» **Task description**
Check every line of the entries for "roof", and copy the lines that hold it.

###

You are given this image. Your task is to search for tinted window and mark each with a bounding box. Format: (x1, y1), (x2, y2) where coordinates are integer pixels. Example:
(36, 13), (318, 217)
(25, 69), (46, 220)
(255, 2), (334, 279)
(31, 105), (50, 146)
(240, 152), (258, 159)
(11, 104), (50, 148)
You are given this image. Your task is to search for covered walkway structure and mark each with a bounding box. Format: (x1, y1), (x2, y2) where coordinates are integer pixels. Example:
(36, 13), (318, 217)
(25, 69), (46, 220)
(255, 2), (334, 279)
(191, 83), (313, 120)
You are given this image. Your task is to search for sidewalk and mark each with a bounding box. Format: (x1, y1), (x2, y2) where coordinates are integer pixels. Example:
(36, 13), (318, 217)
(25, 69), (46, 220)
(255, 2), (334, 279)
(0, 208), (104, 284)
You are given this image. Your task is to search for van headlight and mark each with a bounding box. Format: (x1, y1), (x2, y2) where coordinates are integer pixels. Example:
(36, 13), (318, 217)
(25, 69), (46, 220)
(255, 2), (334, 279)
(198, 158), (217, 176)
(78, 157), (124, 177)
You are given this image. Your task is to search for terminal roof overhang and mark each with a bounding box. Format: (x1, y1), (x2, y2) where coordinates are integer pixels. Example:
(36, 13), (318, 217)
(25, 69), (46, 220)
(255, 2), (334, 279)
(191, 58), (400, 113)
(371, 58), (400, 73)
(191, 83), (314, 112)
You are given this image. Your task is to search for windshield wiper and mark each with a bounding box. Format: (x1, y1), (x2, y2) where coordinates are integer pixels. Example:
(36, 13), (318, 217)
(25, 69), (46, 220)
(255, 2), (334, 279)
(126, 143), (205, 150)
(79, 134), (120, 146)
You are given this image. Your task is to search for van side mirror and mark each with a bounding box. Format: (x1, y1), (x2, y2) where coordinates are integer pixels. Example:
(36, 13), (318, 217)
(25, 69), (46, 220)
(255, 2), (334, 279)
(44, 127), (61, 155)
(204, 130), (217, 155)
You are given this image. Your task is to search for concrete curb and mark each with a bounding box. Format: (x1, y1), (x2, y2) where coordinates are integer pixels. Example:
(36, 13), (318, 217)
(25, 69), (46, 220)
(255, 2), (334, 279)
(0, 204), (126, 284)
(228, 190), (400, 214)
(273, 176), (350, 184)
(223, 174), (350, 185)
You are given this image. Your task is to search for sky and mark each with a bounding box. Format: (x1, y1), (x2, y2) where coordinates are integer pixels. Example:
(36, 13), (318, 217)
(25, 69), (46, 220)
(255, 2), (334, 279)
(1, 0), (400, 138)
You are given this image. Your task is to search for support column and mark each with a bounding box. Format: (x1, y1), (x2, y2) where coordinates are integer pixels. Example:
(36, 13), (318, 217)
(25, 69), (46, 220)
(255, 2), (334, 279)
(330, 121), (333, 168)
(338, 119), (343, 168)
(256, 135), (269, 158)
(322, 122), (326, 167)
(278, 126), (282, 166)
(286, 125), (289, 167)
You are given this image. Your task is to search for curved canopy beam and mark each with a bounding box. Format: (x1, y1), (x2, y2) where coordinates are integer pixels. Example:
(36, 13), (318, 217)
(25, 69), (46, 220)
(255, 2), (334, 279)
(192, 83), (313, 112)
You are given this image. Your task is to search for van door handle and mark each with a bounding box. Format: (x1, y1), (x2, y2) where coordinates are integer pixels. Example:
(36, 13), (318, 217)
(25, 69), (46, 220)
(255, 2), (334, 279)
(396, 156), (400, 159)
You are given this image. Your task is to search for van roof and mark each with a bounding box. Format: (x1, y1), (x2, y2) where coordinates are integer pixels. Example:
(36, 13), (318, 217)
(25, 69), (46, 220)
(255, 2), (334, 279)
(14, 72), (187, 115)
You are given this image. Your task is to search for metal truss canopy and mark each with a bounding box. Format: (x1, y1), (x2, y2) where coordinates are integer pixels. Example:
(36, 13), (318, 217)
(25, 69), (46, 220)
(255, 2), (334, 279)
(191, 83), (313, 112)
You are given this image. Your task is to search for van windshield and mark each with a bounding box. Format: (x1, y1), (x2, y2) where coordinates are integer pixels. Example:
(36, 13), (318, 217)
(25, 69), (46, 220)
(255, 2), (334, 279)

###

» **Answer to this exercise**
You are given this image. Your task is to search for terminal roof overhang and mark each with a bounding box. Format: (x1, y1), (x2, y2) where coordinates are integer pixels. Example:
You are given this image. Your task is to search for van roof and mark each with a bounding box. Format: (x1, y1), (x2, y2) where coordinates are integer pixels. Example:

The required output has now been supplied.